**REQUIRED WORK:** Locate each line in the records below that contains the string "Target", with case counting, and copy those lines.

**DATA IN THIS EXERCISE:**
------------------------------------------------

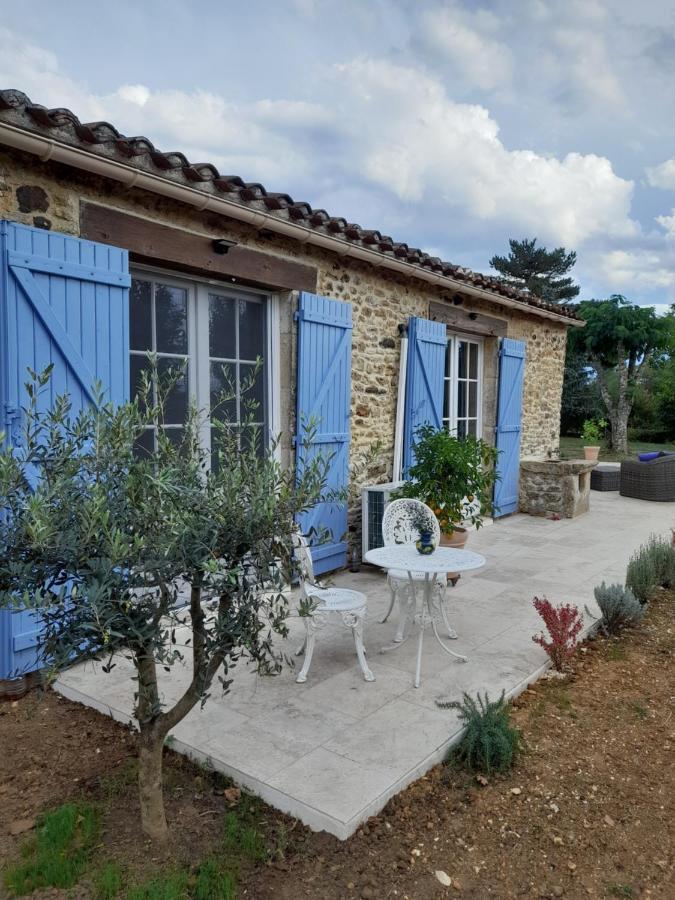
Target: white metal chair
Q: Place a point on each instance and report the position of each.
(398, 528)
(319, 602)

------------------------------------------------

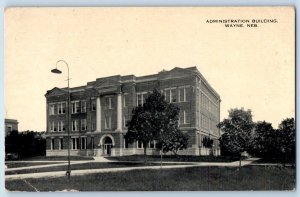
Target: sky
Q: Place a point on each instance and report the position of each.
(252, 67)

------------------------------------------------

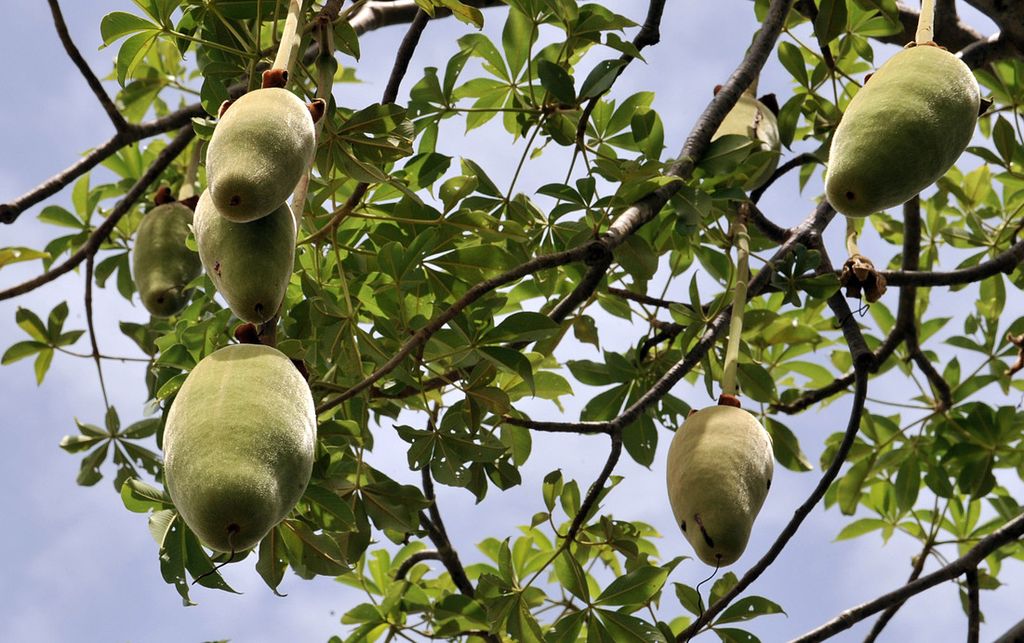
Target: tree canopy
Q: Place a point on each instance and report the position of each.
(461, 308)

------------------------------------------------

**SOLUTION TO THE EXERCISE:**
Target: white metal chair
Target: sky
Target: tree canopy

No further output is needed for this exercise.